ASSIGNED TASK ▸ Reproduce word for word the part of the book notes below that runs from "Tyll by Daniel" to "very little about.".

PASSAGE FOR REVIEW ▸
Monthly Meeting September 2020
31st August 2020
Hybrid meetings after COVID?
31st August 2020

Tim McQueen

With the current COVID-19 lockdown and restricted municipal library services I don’t have much access to computer-oriented books for review for PC Update. However, I’m still reading and happy to share some of what I’ve been reading recently.

New books. As producer and presenter of Cover to Cover for Vision Australia Radio I aim to encourage new Australian writing. Elwood Writers have provided material for several programs. Barry Lee Thompson has recently had a collection of short pieces Broken Rules and other stories published by Transit Lounge. It’s an interesting collection. Barry has a real knack for evoking relationships. Broken Rules will not be to everybody’s taste; there is a pervasive homosexual element.

The whole collective (Barry, Jennifer Bryce, Margret McCaffrey & Helen McDonald) has an anthology Every Second Tuesday due for publication in November. The stories hang together well. They cover a period from the first World War to the far-too-soon future, with a variety of poetry, memoir, fact and fiction. The evocation of place, from the 1916 trenches near Boulogne to Luna Park in St Kilda is marvellous. Each of the authors has their own distinct voice – their voices blend together like a great choir.

Minor Detail by Adania Shibli. Glen Eira Library mailed me a copy of this. On the surface it’s a straightforward tale: a young Palestinian woman hears of an incident from the war of 1948 which involved a brutal crime. When she discovers that it happened on her birthday (but 25 years earlier) she becomes obsessed with investigating this ‘minor detail’. The fascination is in the casual revealing of the day-to-day banal inconveniences experienced living under occupation.

Tyll by Daniel Kehlmann. Tyll Eulenspiegel is the protagonist of a German chapbook published in 1515 with a possible background in earlier Middle Low German folklore. His career took him to many places throughout the Holy Roman Empire. He plays practical jokes on his contemporaries, exposing vices at every turn. His life is set in the first half of the 14th century. Kehlmann has written a delightful novel set against the thirty years war. This was a period I knew very little about.

That pile of books here at home that I’ve never got around to reading. Paul Ham’s 1914 – the year the world ended. Maybe the parallels between then and now aren’t as close as some may think. Vikram Seth’s An equal music – the intense emotional relationships of musicians, their instruments and music. Ingrid Betancourt’s Even silence has an end. Her harrowing experience of six years captivity by FARC in Colombia.

INPUT DATA ▸
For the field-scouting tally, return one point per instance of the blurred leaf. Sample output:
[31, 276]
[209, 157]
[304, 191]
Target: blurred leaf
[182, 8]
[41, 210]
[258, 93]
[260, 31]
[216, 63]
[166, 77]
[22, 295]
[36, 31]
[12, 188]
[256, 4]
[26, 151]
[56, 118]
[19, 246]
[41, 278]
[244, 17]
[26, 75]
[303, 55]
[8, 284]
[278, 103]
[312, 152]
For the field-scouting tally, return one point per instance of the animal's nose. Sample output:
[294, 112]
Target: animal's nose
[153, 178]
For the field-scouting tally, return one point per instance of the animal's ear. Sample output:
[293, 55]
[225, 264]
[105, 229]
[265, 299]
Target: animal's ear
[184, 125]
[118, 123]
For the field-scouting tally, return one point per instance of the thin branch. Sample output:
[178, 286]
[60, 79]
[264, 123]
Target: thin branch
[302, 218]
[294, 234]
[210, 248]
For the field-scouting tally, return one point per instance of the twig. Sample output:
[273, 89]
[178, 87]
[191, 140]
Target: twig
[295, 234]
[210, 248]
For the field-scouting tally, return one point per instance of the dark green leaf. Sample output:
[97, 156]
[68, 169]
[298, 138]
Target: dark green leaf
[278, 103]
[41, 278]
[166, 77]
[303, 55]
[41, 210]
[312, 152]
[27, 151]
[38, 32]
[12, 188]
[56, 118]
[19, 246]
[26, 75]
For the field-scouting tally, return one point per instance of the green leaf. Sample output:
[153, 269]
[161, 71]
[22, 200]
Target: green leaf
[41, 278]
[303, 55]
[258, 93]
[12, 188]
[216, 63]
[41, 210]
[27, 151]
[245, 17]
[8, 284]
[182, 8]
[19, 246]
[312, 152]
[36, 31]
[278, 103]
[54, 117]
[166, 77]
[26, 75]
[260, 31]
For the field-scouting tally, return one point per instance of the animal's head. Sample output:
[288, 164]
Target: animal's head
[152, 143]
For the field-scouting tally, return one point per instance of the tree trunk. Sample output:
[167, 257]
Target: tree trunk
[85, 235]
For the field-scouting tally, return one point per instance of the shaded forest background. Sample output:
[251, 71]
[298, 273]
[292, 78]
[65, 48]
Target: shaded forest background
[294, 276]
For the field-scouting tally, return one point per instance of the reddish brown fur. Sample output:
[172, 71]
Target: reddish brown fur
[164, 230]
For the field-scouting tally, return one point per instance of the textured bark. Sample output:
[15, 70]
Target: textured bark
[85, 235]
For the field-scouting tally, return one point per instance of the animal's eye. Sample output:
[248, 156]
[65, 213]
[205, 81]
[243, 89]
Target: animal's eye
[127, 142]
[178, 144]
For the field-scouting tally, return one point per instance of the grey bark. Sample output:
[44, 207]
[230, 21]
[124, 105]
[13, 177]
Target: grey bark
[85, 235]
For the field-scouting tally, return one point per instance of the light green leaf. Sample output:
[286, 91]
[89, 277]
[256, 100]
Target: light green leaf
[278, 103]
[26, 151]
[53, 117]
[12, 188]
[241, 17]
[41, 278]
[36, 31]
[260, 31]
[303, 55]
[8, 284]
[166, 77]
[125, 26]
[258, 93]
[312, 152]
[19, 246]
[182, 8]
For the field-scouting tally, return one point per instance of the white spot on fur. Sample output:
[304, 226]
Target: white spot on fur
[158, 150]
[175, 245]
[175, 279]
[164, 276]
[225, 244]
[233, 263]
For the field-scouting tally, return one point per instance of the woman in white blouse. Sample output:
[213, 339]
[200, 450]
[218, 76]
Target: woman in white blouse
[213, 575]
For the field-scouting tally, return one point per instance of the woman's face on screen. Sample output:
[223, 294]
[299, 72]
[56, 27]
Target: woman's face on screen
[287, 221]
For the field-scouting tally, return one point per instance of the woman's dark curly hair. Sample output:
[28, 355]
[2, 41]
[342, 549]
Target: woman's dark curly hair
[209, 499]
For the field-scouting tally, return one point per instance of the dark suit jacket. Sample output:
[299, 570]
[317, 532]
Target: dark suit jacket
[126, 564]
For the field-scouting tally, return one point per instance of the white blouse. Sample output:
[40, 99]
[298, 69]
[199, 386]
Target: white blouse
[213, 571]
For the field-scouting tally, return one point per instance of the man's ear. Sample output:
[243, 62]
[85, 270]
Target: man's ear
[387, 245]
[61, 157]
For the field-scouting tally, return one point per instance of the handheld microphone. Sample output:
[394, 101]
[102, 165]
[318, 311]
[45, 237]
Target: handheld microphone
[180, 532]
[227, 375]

RESPONSE ▸
Tyll by Daniel Kehlmann. Tyll Eulenspiegel is the protagonist of a German chapbook published in 1515 with a possible background in earlier Middle Low German folklore. His career took him to many places throughout the Holy Roman Empire. He plays practical jokes on his contemporaries, exposing vices at every turn. His life is set in the first half of the 14th century. Kehlmann has written a delightful novel set against the thirty years war. This was a period I knew very little about.